Below are records; transcribe only the line with "look for stone" and those after it, through the last line, without any change.

▶

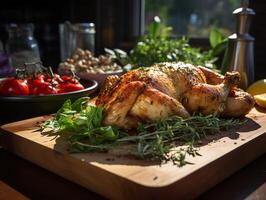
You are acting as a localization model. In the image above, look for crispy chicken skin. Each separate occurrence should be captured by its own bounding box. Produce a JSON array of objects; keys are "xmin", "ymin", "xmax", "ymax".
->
[{"xmin": 96, "ymin": 62, "xmax": 254, "ymax": 129}]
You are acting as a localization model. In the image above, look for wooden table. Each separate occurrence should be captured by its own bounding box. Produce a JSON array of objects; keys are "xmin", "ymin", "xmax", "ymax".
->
[
  {"xmin": 0, "ymin": 149, "xmax": 266, "ymax": 199},
  {"xmin": 0, "ymin": 106, "xmax": 266, "ymax": 200}
]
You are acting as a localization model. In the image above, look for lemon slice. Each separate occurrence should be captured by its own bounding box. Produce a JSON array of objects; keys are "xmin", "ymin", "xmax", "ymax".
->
[
  {"xmin": 247, "ymin": 79, "xmax": 266, "ymax": 96},
  {"xmin": 254, "ymin": 93, "xmax": 266, "ymax": 108}
]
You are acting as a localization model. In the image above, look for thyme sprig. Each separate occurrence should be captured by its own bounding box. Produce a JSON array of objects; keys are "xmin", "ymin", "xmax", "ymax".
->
[{"xmin": 42, "ymin": 98, "xmax": 246, "ymax": 166}]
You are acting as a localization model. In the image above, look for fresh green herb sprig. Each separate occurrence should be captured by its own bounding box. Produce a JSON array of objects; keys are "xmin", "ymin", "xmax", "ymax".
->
[
  {"xmin": 42, "ymin": 98, "xmax": 246, "ymax": 166},
  {"xmin": 129, "ymin": 16, "xmax": 217, "ymax": 68}
]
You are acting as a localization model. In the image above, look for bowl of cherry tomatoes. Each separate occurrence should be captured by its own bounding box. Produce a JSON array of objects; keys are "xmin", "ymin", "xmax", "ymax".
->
[{"xmin": 0, "ymin": 68, "xmax": 98, "ymax": 121}]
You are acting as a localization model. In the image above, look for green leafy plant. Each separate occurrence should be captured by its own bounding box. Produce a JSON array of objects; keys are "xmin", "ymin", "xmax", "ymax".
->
[
  {"xmin": 129, "ymin": 16, "xmax": 215, "ymax": 68},
  {"xmin": 42, "ymin": 98, "xmax": 245, "ymax": 166},
  {"xmin": 209, "ymin": 28, "xmax": 228, "ymax": 65}
]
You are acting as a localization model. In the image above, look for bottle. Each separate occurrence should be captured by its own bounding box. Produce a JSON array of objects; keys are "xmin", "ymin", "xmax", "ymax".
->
[
  {"xmin": 6, "ymin": 24, "xmax": 40, "ymax": 69},
  {"xmin": 222, "ymin": 0, "xmax": 255, "ymax": 89},
  {"xmin": 71, "ymin": 23, "xmax": 95, "ymax": 54}
]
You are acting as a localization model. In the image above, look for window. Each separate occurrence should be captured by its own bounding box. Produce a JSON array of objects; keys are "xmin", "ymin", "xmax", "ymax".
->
[{"xmin": 145, "ymin": 0, "xmax": 241, "ymax": 38}]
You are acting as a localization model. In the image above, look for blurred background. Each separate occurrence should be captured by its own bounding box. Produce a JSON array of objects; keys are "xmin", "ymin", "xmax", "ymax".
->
[{"xmin": 0, "ymin": 0, "xmax": 266, "ymax": 79}]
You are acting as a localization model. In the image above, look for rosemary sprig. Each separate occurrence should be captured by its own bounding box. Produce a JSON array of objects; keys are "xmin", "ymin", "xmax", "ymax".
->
[{"xmin": 42, "ymin": 98, "xmax": 246, "ymax": 166}]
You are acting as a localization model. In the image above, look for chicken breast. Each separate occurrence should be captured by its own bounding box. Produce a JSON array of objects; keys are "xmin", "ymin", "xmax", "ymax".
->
[{"xmin": 96, "ymin": 62, "xmax": 254, "ymax": 129}]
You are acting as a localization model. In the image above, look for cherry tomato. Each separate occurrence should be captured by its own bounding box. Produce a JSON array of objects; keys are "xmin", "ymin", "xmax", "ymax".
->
[
  {"xmin": 28, "ymin": 74, "xmax": 45, "ymax": 94},
  {"xmin": 32, "ymin": 82, "xmax": 57, "ymax": 95},
  {"xmin": 0, "ymin": 77, "xmax": 29, "ymax": 96},
  {"xmin": 58, "ymin": 83, "xmax": 84, "ymax": 93}
]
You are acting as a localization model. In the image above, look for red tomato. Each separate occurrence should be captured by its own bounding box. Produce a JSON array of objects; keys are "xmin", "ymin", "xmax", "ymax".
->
[
  {"xmin": 28, "ymin": 74, "xmax": 45, "ymax": 94},
  {"xmin": 0, "ymin": 77, "xmax": 29, "ymax": 96},
  {"xmin": 32, "ymin": 82, "xmax": 57, "ymax": 95},
  {"xmin": 58, "ymin": 83, "xmax": 84, "ymax": 93}
]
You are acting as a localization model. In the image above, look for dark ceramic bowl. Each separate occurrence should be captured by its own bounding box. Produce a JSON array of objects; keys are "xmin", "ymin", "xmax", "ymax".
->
[{"xmin": 0, "ymin": 80, "xmax": 98, "ymax": 123}]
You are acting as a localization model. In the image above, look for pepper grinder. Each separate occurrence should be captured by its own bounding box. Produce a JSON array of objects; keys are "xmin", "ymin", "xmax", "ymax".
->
[{"xmin": 222, "ymin": 0, "xmax": 255, "ymax": 90}]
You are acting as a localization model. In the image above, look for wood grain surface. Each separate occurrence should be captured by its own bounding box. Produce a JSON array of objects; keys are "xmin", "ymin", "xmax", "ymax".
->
[{"xmin": 0, "ymin": 109, "xmax": 266, "ymax": 199}]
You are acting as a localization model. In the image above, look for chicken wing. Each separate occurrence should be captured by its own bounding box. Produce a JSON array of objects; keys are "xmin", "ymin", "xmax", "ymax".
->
[{"xmin": 96, "ymin": 62, "xmax": 254, "ymax": 129}]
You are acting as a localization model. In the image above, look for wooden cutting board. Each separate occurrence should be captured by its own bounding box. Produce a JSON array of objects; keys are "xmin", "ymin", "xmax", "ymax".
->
[{"xmin": 0, "ymin": 108, "xmax": 266, "ymax": 199}]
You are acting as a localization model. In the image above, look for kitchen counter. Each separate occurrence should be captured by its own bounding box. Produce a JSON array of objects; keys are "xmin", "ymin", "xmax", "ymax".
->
[
  {"xmin": 0, "ymin": 146, "xmax": 266, "ymax": 199},
  {"xmin": 0, "ymin": 106, "xmax": 266, "ymax": 199}
]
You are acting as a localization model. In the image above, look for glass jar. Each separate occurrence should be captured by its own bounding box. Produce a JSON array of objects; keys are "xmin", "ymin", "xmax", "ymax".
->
[
  {"xmin": 6, "ymin": 24, "xmax": 40, "ymax": 69},
  {"xmin": 72, "ymin": 23, "xmax": 95, "ymax": 53}
]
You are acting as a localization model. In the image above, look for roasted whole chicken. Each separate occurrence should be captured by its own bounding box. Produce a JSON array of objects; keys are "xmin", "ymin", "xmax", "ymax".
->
[{"xmin": 96, "ymin": 62, "xmax": 254, "ymax": 129}]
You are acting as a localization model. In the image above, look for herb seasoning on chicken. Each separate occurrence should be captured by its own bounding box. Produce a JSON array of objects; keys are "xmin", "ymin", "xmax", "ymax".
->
[{"xmin": 96, "ymin": 62, "xmax": 254, "ymax": 129}]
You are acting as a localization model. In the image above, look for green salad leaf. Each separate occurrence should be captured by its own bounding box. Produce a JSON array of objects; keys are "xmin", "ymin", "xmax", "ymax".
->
[{"xmin": 42, "ymin": 98, "xmax": 246, "ymax": 166}]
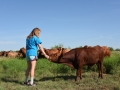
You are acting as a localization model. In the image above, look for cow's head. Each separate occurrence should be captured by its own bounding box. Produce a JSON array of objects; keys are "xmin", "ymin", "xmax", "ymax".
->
[{"xmin": 49, "ymin": 47, "xmax": 62, "ymax": 62}]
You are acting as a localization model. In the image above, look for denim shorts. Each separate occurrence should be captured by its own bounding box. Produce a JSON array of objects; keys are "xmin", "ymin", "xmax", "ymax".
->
[{"xmin": 26, "ymin": 56, "xmax": 37, "ymax": 61}]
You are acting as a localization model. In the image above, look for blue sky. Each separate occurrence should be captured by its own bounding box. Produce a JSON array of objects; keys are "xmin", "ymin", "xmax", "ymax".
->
[{"xmin": 0, "ymin": 0, "xmax": 120, "ymax": 51}]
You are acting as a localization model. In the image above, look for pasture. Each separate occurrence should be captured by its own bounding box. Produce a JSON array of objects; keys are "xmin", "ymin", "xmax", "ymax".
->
[{"xmin": 0, "ymin": 51, "xmax": 120, "ymax": 90}]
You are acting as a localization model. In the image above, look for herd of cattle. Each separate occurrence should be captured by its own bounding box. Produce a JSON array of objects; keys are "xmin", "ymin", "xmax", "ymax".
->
[
  {"xmin": 0, "ymin": 47, "xmax": 70, "ymax": 58},
  {"xmin": 0, "ymin": 45, "xmax": 111, "ymax": 81}
]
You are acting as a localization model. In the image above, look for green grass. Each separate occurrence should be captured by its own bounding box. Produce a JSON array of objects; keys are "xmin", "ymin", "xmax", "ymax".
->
[{"xmin": 0, "ymin": 52, "xmax": 120, "ymax": 90}]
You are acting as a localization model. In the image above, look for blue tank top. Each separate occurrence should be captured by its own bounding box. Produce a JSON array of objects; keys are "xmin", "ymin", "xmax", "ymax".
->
[{"xmin": 26, "ymin": 36, "xmax": 42, "ymax": 56}]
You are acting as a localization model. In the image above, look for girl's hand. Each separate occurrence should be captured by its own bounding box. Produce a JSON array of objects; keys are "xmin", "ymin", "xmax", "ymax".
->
[{"xmin": 45, "ymin": 55, "xmax": 49, "ymax": 59}]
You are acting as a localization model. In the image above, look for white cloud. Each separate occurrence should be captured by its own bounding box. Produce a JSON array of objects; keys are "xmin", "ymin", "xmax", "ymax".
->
[{"xmin": 0, "ymin": 41, "xmax": 18, "ymax": 45}]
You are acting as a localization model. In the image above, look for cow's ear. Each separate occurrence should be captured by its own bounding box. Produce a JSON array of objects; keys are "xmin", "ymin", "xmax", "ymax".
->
[{"xmin": 54, "ymin": 54, "xmax": 57, "ymax": 57}]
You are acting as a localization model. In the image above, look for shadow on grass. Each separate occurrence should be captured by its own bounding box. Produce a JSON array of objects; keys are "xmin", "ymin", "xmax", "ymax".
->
[
  {"xmin": 39, "ymin": 75, "xmax": 75, "ymax": 81},
  {"xmin": 1, "ymin": 77, "xmax": 23, "ymax": 85}
]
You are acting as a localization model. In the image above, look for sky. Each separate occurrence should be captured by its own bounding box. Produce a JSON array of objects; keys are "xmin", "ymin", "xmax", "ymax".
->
[{"xmin": 0, "ymin": 0, "xmax": 120, "ymax": 51}]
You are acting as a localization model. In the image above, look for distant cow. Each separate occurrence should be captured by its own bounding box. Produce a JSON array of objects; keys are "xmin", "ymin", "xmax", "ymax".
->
[
  {"xmin": 49, "ymin": 45, "xmax": 110, "ymax": 81},
  {"xmin": 44, "ymin": 47, "xmax": 70, "ymax": 55}
]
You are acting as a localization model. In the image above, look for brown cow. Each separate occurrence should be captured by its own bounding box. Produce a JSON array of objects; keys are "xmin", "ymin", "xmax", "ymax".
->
[
  {"xmin": 50, "ymin": 45, "xmax": 110, "ymax": 81},
  {"xmin": 18, "ymin": 47, "xmax": 26, "ymax": 58}
]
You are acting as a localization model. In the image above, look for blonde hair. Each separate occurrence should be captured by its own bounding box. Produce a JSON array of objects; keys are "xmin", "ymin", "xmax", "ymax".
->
[{"xmin": 27, "ymin": 28, "xmax": 41, "ymax": 39}]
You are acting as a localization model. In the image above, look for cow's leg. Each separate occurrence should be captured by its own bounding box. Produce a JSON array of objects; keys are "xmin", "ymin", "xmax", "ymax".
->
[
  {"xmin": 75, "ymin": 69, "xmax": 79, "ymax": 81},
  {"xmin": 75, "ymin": 67, "xmax": 82, "ymax": 81},
  {"xmin": 100, "ymin": 62, "xmax": 103, "ymax": 78},
  {"xmin": 96, "ymin": 62, "xmax": 101, "ymax": 78}
]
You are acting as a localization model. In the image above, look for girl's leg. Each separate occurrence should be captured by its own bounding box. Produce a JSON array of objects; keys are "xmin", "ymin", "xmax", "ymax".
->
[
  {"xmin": 25, "ymin": 61, "xmax": 31, "ymax": 82},
  {"xmin": 30, "ymin": 60, "xmax": 36, "ymax": 85}
]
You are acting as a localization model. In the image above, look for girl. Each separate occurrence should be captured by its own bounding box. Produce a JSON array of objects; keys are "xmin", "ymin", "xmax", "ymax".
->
[{"xmin": 24, "ymin": 28, "xmax": 49, "ymax": 86}]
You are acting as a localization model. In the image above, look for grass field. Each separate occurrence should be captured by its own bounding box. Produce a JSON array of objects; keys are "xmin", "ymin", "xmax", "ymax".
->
[{"xmin": 0, "ymin": 52, "xmax": 120, "ymax": 90}]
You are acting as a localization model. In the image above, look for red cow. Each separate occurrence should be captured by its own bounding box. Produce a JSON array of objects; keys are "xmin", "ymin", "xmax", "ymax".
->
[{"xmin": 50, "ymin": 45, "xmax": 110, "ymax": 81}]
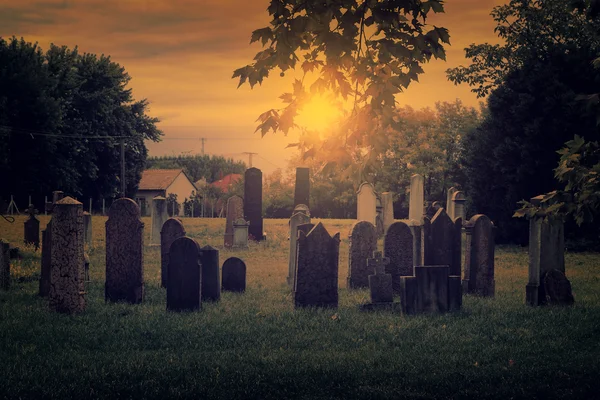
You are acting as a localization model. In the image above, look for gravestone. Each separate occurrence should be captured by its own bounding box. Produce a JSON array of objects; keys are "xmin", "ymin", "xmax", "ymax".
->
[
  {"xmin": 462, "ymin": 214, "xmax": 495, "ymax": 297},
  {"xmin": 23, "ymin": 204, "xmax": 40, "ymax": 250},
  {"xmin": 48, "ymin": 197, "xmax": 85, "ymax": 314},
  {"xmin": 244, "ymin": 167, "xmax": 265, "ymax": 241},
  {"xmin": 367, "ymin": 251, "xmax": 394, "ymax": 303},
  {"xmin": 294, "ymin": 222, "xmax": 340, "ymax": 308},
  {"xmin": 347, "ymin": 221, "xmax": 377, "ymax": 289},
  {"xmin": 104, "ymin": 197, "xmax": 144, "ymax": 304},
  {"xmin": 221, "ymin": 257, "xmax": 246, "ymax": 292},
  {"xmin": 150, "ymin": 196, "xmax": 169, "ymax": 245},
  {"xmin": 200, "ymin": 246, "xmax": 221, "ymax": 301},
  {"xmin": 163, "ymin": 236, "xmax": 202, "ymax": 311},
  {"xmin": 287, "ymin": 212, "xmax": 310, "ymax": 289},
  {"xmin": 294, "ymin": 167, "xmax": 310, "ymax": 207},
  {"xmin": 160, "ymin": 218, "xmax": 185, "ymax": 288},
  {"xmin": 224, "ymin": 195, "xmax": 244, "ymax": 247},
  {"xmin": 0, "ymin": 239, "xmax": 10, "ymax": 290},
  {"xmin": 83, "ymin": 211, "xmax": 92, "ymax": 247},
  {"xmin": 356, "ymin": 182, "xmax": 377, "ymax": 226},
  {"xmin": 408, "ymin": 174, "xmax": 425, "ymax": 221}
]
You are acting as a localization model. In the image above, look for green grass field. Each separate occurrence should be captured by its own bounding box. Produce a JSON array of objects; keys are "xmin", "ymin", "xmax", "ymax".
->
[{"xmin": 0, "ymin": 216, "xmax": 600, "ymax": 399}]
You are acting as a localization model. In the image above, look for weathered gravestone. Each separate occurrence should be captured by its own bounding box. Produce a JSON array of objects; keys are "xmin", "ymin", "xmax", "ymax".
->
[
  {"xmin": 200, "ymin": 246, "xmax": 221, "ymax": 301},
  {"xmin": 104, "ymin": 197, "xmax": 144, "ymax": 304},
  {"xmin": 294, "ymin": 167, "xmax": 310, "ymax": 207},
  {"xmin": 160, "ymin": 218, "xmax": 185, "ymax": 288},
  {"xmin": 462, "ymin": 214, "xmax": 495, "ymax": 297},
  {"xmin": 294, "ymin": 222, "xmax": 340, "ymax": 308},
  {"xmin": 224, "ymin": 195, "xmax": 244, "ymax": 247},
  {"xmin": 163, "ymin": 236, "xmax": 202, "ymax": 311},
  {"xmin": 244, "ymin": 168, "xmax": 264, "ymax": 240},
  {"xmin": 356, "ymin": 182, "xmax": 377, "ymax": 226},
  {"xmin": 287, "ymin": 212, "xmax": 310, "ymax": 289},
  {"xmin": 48, "ymin": 197, "xmax": 85, "ymax": 314},
  {"xmin": 0, "ymin": 239, "xmax": 10, "ymax": 290},
  {"xmin": 347, "ymin": 221, "xmax": 377, "ymax": 289},
  {"xmin": 23, "ymin": 204, "xmax": 40, "ymax": 250},
  {"xmin": 150, "ymin": 196, "xmax": 169, "ymax": 245},
  {"xmin": 221, "ymin": 257, "xmax": 246, "ymax": 292}
]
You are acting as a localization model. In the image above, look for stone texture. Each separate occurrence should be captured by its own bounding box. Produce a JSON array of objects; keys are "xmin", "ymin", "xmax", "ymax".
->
[
  {"xmin": 463, "ymin": 214, "xmax": 495, "ymax": 297},
  {"xmin": 356, "ymin": 182, "xmax": 377, "ymax": 226},
  {"xmin": 163, "ymin": 236, "xmax": 202, "ymax": 311},
  {"xmin": 221, "ymin": 257, "xmax": 246, "ymax": 292},
  {"xmin": 408, "ymin": 174, "xmax": 425, "ymax": 221},
  {"xmin": 287, "ymin": 212, "xmax": 310, "ymax": 289},
  {"xmin": 347, "ymin": 221, "xmax": 377, "ymax": 289},
  {"xmin": 150, "ymin": 196, "xmax": 169, "ymax": 245},
  {"xmin": 294, "ymin": 222, "xmax": 340, "ymax": 308},
  {"xmin": 104, "ymin": 197, "xmax": 144, "ymax": 304},
  {"xmin": 200, "ymin": 246, "xmax": 221, "ymax": 301},
  {"xmin": 160, "ymin": 218, "xmax": 185, "ymax": 288},
  {"xmin": 48, "ymin": 197, "xmax": 85, "ymax": 314},
  {"xmin": 367, "ymin": 251, "xmax": 394, "ymax": 303},
  {"xmin": 244, "ymin": 168, "xmax": 264, "ymax": 241},
  {"xmin": 294, "ymin": 167, "xmax": 310, "ymax": 207},
  {"xmin": 224, "ymin": 195, "xmax": 244, "ymax": 248}
]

◀

_Correct result_.
You are acting as a localization model. In the image above, look for stone texture. Each separate occurrence should be captured by its own bounding box. Produce a JSON array of objects; keys are "xmin", "ymin", "xmax", "ymax".
->
[
  {"xmin": 463, "ymin": 214, "xmax": 495, "ymax": 297},
  {"xmin": 356, "ymin": 182, "xmax": 377, "ymax": 226},
  {"xmin": 163, "ymin": 236, "xmax": 202, "ymax": 311},
  {"xmin": 221, "ymin": 257, "xmax": 246, "ymax": 292},
  {"xmin": 408, "ymin": 174, "xmax": 425, "ymax": 221},
  {"xmin": 287, "ymin": 212, "xmax": 310, "ymax": 289},
  {"xmin": 347, "ymin": 221, "xmax": 377, "ymax": 289},
  {"xmin": 150, "ymin": 196, "xmax": 169, "ymax": 245},
  {"xmin": 294, "ymin": 222, "xmax": 340, "ymax": 308},
  {"xmin": 104, "ymin": 197, "xmax": 144, "ymax": 304},
  {"xmin": 200, "ymin": 246, "xmax": 221, "ymax": 301},
  {"xmin": 160, "ymin": 218, "xmax": 185, "ymax": 288},
  {"xmin": 48, "ymin": 197, "xmax": 85, "ymax": 314},
  {"xmin": 367, "ymin": 251, "xmax": 394, "ymax": 303},
  {"xmin": 244, "ymin": 168, "xmax": 264, "ymax": 241},
  {"xmin": 294, "ymin": 167, "xmax": 310, "ymax": 207},
  {"xmin": 224, "ymin": 195, "xmax": 244, "ymax": 248}
]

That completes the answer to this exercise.